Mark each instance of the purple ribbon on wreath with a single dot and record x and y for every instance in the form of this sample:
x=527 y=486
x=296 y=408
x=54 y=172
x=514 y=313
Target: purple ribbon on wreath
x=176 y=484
--*--
◆ WHAT THIS TASK INVOLVES:
Repeat the data in full. Nothing may be dropped or altered.

◆ EXERCISE ANSWER:
Mark each instance of the purple ribbon on wreath with a single dot and record x and y for every instance in the form of this sample:
x=527 y=486
x=296 y=408
x=54 y=172
x=514 y=313
Target: purple ribbon on wreath
x=176 y=484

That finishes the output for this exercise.